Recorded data

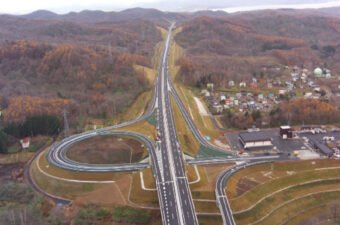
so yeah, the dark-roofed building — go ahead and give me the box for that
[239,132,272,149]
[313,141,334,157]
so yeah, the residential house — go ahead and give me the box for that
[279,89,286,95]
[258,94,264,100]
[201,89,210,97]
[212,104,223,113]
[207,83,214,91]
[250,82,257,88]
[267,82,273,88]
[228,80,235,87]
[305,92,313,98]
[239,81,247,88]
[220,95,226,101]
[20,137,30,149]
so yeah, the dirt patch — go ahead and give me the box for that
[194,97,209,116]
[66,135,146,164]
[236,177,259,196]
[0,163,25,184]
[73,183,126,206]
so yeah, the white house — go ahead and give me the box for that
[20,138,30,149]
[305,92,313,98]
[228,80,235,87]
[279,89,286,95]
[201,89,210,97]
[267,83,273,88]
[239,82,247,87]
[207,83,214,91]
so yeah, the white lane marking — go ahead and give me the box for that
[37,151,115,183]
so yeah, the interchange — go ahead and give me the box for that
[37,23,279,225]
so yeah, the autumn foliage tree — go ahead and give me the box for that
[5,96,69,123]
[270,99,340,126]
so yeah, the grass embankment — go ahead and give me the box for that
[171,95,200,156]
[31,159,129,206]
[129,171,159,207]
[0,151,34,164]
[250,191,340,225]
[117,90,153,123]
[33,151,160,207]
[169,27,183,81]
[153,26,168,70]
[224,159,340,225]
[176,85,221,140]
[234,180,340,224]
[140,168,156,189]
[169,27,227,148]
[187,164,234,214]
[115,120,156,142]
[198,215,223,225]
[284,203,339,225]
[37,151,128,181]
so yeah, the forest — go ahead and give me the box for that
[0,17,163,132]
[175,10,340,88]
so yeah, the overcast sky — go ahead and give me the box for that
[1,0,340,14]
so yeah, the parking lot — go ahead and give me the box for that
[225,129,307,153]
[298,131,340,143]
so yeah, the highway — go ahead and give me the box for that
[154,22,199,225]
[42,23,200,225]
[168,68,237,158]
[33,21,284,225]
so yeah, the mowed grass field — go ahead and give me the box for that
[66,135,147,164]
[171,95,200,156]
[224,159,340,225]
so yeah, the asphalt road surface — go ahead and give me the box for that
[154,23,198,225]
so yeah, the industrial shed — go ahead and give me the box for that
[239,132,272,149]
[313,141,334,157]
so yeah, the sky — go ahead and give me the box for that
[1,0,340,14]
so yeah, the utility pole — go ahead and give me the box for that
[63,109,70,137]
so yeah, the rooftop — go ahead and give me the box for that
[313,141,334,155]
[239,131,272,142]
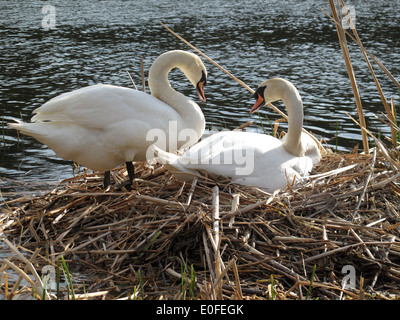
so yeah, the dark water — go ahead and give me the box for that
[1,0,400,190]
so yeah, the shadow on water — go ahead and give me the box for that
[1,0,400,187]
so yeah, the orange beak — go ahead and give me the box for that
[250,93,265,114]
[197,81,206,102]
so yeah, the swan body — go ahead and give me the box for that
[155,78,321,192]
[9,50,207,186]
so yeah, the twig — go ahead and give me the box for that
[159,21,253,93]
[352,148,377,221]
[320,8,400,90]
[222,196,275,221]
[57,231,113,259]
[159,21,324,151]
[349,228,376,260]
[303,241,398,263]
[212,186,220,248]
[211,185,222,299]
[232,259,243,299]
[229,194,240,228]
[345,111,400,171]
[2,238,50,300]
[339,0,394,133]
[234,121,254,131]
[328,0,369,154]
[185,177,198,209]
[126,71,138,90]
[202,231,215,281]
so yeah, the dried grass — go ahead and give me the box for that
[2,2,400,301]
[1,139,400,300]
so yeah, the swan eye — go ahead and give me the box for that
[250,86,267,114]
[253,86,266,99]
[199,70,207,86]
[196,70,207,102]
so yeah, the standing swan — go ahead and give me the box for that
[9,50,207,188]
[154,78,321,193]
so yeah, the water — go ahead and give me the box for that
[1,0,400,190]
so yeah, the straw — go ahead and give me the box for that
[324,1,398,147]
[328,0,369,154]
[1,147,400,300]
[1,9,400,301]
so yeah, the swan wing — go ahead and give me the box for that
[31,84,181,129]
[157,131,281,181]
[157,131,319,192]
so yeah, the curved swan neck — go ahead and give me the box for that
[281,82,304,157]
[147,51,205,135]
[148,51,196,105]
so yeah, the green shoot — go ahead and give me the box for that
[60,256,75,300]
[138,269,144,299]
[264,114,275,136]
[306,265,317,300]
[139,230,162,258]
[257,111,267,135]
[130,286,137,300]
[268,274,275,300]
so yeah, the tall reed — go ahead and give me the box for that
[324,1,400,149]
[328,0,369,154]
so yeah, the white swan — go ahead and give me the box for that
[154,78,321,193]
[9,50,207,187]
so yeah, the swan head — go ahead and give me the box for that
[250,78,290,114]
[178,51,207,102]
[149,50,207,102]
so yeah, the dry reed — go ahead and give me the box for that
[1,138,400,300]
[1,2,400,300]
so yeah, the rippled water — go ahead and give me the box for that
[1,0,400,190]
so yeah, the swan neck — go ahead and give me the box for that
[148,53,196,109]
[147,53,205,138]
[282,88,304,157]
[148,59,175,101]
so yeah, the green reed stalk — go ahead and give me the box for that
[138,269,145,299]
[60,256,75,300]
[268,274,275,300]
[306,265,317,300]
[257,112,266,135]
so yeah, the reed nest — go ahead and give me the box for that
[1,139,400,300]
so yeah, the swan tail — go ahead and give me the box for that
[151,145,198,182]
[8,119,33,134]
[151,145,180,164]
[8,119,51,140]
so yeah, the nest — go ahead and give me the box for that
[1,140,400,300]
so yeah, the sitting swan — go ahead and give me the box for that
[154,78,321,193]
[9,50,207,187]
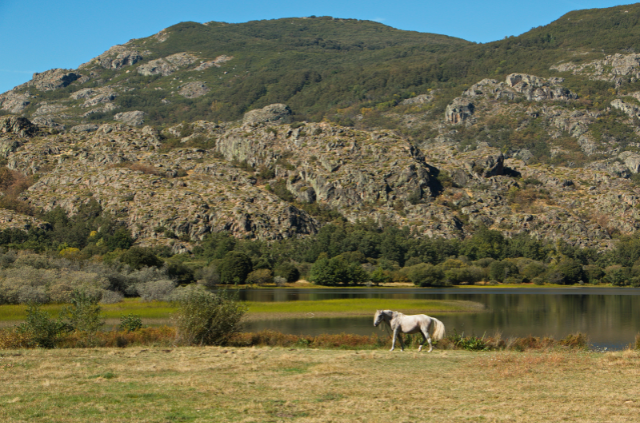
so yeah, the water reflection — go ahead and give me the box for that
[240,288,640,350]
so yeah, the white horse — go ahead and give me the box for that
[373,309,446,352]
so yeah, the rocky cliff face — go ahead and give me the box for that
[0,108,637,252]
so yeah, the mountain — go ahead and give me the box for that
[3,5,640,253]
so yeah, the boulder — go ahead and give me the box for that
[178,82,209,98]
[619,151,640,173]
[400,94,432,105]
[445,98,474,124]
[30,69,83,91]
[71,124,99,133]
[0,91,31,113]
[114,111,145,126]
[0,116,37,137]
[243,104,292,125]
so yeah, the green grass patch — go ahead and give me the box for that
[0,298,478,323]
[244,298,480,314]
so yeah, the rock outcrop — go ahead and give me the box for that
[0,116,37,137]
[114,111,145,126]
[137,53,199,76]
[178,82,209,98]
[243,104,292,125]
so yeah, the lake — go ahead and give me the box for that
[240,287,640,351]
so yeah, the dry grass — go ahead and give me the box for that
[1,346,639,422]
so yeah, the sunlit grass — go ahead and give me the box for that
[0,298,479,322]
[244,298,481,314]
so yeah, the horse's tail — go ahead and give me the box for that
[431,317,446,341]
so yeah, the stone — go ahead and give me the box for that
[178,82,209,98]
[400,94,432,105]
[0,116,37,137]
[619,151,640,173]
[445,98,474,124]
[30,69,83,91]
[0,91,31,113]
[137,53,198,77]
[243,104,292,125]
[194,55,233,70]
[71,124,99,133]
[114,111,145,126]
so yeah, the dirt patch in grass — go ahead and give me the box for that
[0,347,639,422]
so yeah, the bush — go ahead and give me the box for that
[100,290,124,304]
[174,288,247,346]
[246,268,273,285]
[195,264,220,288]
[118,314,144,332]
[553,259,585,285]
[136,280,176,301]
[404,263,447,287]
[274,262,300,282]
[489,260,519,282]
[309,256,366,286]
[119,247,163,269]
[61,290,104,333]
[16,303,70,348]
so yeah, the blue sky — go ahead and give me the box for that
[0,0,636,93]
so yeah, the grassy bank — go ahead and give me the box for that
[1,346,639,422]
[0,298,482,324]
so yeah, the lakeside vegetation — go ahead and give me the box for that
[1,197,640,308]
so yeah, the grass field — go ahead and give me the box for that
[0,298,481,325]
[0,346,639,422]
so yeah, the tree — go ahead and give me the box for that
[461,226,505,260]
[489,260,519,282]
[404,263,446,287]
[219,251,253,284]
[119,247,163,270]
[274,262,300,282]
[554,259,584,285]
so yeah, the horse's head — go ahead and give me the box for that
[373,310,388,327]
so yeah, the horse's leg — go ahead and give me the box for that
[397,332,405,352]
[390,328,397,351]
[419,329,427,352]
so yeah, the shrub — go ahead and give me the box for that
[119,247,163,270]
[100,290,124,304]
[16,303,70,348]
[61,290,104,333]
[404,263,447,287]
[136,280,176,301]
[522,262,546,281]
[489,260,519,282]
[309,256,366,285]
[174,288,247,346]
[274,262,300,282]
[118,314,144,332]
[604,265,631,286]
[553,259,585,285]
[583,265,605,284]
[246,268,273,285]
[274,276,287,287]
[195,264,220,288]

TASK INSTRUCTIONS. Reproduce exactly the lines from the one with "so yeah, the horse's leg" through the end of the entries above, both ends included.

YOUR SOLUTION.
so yeah, the horse's leg — go ahead and give me the box for that
[397,332,405,352]
[390,328,397,351]
[419,329,427,352]
so yeah, the shrub — go ahead and give me the box for that
[119,247,163,270]
[100,290,124,304]
[16,303,70,348]
[61,290,104,333]
[404,263,447,287]
[136,280,176,301]
[522,262,546,281]
[489,260,519,282]
[309,256,366,285]
[174,288,247,346]
[274,262,300,282]
[118,314,144,332]
[604,265,631,286]
[553,259,585,285]
[583,265,605,284]
[246,268,273,285]
[274,276,287,287]
[195,264,220,288]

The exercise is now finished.